(Point placement records)
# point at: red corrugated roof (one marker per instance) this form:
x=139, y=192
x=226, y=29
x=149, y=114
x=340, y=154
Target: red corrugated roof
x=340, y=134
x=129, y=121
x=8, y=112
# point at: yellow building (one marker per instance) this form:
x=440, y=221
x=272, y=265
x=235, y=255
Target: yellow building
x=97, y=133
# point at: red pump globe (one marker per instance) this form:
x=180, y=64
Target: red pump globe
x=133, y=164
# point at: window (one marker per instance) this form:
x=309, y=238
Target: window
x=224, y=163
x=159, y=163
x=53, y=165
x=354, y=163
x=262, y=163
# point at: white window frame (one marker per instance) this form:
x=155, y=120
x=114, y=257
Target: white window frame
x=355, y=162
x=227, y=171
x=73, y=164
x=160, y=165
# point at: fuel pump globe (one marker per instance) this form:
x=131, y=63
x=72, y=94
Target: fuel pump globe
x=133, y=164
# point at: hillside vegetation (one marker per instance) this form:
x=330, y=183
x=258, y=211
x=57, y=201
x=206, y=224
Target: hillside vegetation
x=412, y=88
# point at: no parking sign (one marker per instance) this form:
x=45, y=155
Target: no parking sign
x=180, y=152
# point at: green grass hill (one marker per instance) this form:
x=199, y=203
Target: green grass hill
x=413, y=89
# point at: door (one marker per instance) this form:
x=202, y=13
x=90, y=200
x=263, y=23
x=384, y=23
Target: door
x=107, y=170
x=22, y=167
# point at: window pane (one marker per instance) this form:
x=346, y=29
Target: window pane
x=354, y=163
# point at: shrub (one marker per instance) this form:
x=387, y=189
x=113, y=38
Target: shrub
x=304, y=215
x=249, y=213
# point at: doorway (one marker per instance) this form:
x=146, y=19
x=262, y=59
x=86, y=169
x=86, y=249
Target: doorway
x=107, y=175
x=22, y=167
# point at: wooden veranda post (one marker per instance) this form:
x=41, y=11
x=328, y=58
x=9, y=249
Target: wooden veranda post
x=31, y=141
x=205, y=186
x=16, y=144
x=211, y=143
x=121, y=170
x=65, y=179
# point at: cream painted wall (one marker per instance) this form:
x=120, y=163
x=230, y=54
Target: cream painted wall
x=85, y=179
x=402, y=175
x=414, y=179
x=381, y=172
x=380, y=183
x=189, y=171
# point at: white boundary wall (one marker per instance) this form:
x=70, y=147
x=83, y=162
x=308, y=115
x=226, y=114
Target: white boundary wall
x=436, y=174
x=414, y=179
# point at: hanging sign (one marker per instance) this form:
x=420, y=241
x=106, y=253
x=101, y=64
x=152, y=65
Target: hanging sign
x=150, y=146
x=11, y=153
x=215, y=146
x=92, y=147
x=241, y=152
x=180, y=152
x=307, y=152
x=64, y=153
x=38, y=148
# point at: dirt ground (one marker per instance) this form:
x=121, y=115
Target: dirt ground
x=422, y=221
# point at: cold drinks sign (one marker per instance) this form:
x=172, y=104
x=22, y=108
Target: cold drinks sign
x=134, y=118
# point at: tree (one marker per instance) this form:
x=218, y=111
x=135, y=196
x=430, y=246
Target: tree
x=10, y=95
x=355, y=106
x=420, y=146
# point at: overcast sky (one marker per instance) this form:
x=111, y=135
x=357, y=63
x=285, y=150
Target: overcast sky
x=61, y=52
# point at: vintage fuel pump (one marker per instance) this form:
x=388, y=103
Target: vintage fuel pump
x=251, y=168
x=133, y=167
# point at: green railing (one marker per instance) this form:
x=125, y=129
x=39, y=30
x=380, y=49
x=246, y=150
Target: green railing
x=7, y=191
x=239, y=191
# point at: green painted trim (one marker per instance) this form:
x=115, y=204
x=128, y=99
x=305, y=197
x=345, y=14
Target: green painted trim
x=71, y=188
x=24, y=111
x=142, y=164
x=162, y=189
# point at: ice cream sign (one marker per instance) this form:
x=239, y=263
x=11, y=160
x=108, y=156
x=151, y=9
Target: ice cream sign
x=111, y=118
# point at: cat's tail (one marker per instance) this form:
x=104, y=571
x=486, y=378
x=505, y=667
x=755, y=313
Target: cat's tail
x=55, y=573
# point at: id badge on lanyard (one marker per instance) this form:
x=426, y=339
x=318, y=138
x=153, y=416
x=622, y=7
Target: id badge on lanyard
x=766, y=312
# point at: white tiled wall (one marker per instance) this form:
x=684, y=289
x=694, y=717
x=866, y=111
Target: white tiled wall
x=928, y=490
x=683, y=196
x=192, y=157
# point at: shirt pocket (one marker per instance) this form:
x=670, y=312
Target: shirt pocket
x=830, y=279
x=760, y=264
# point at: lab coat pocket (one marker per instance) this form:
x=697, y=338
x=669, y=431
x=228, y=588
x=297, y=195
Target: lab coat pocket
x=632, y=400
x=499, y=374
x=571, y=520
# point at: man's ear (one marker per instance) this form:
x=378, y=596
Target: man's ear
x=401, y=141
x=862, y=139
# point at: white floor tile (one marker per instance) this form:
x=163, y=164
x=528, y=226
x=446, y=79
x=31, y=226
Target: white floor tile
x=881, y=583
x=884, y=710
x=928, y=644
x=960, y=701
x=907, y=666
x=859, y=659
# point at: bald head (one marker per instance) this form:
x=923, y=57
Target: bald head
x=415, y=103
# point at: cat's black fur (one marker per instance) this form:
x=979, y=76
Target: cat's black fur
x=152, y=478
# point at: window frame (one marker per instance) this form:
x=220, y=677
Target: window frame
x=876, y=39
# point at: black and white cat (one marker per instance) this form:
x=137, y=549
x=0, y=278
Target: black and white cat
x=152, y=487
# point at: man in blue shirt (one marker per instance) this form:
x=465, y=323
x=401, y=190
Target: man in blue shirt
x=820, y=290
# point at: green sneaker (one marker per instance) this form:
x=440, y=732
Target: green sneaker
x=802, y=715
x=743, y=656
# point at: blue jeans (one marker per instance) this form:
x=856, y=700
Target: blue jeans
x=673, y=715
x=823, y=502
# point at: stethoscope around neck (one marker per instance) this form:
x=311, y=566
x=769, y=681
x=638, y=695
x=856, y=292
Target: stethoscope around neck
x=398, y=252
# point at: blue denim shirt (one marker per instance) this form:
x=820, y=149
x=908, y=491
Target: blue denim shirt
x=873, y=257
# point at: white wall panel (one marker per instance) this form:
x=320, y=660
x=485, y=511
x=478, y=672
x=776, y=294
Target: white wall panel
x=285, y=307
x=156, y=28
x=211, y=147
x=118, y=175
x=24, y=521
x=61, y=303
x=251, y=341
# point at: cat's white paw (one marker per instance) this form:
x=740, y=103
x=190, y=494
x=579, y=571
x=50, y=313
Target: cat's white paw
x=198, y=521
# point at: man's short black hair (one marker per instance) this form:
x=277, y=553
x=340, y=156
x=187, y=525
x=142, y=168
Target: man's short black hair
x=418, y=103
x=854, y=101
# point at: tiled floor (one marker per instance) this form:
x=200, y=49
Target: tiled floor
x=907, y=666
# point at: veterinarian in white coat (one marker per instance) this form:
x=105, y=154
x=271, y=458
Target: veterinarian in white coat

**What is expected**
Reproduce only the lines between the lines holding "# point at: dirt" and "x=133, y=167", inclusive, changing "overcast sky" to "cloudy sky" and leaving everything else untouched.

**Answer to this exercise**
# point at: dirt ground (one marker per instance) this form:
x=121, y=115
Target: dirt ground
x=422, y=221
# point at: cold drinks sign (one marker per instance) this form:
x=172, y=104
x=22, y=108
Target: cold drinks sign
x=134, y=118
# point at: tree (one marker per instance) this form:
x=218, y=111
x=135, y=196
x=430, y=246
Target: tree
x=10, y=95
x=355, y=106
x=420, y=146
# point at: cloudy sky (one marker per instance) this form:
x=111, y=135
x=357, y=63
x=285, y=150
Target: cloudy sky
x=61, y=52
# point at: vintage fuel pump (one marker per instance) this form:
x=388, y=103
Target: vintage fuel pump
x=251, y=168
x=133, y=167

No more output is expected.